Records shown:
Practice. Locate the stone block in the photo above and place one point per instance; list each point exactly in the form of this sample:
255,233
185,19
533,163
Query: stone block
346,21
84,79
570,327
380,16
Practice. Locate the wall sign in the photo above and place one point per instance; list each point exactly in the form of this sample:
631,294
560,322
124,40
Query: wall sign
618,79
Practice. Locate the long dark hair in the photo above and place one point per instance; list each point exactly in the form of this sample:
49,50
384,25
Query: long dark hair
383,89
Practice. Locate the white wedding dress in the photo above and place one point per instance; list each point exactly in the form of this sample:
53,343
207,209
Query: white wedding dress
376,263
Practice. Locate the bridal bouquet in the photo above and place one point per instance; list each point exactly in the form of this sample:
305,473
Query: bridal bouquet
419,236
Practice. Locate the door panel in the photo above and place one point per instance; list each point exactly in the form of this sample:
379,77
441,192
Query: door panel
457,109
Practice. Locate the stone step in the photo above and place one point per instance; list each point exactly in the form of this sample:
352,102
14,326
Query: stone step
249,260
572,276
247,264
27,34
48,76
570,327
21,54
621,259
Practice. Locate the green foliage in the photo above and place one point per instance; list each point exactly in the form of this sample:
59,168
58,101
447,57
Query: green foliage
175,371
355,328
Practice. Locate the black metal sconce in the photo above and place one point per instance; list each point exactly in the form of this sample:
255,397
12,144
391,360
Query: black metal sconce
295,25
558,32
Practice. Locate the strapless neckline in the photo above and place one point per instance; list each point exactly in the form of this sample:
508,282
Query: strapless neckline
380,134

Activity:
Look over the material above and report how many of its lines have the string "Practice" in them, nothing more.

Solution for this task:
10